Locate every line in the records below that contains the word "pipe" and copy each of those lines.

■ Dataset excerpt ■
start

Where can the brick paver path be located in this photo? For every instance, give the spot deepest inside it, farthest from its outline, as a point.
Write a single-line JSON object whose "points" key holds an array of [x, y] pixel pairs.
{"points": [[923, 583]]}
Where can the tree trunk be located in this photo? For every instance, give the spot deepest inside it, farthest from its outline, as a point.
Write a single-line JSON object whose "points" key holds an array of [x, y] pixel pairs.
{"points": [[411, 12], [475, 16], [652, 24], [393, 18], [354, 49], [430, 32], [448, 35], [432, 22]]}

end
start

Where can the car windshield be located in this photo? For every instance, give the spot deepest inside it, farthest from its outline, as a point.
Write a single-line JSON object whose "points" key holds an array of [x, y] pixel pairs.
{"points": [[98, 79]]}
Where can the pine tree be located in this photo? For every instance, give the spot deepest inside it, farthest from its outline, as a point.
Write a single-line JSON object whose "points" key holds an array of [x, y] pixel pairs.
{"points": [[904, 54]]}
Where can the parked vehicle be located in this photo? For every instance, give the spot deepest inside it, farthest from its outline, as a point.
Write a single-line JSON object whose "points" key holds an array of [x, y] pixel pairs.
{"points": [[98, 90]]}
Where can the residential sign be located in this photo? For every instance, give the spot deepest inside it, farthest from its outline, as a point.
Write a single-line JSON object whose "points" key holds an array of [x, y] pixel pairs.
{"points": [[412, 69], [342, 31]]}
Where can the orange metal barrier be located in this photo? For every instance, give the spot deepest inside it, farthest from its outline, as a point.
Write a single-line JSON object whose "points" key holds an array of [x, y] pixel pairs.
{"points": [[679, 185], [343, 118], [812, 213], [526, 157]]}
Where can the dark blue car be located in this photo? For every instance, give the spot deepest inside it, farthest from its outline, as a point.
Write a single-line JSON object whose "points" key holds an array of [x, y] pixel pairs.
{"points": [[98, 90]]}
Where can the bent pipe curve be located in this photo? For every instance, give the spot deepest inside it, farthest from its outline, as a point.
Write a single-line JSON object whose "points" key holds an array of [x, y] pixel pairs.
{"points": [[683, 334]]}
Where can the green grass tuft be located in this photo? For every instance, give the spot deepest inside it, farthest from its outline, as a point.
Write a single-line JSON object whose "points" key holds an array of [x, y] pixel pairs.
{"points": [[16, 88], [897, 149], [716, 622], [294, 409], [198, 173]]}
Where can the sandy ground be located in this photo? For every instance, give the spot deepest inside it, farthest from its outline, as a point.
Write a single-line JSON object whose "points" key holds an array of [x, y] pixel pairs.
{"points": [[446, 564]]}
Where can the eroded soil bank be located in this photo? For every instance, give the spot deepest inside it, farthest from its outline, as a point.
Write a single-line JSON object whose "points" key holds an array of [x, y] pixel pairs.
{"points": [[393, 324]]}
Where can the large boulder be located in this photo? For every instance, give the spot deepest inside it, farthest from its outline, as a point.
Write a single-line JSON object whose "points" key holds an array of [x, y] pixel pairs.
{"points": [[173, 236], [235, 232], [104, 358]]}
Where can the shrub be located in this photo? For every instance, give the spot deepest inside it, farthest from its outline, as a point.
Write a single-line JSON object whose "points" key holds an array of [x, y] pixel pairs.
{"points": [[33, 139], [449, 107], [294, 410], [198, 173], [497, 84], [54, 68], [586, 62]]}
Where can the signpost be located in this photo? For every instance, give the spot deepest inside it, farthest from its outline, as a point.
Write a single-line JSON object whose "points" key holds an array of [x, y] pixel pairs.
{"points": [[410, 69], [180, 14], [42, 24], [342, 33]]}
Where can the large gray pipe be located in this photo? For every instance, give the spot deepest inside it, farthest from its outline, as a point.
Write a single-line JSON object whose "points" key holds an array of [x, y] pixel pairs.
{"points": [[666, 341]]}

end

■ Result ■
Where can the bent pipe curve be located in this photo? For every instance, give the spot deepest inside it, farthest from its outline, as a point.
Where can the large gray pipe be located in this photo? For every instance, give the spot deepest inside it, farthest from its outline, as a point.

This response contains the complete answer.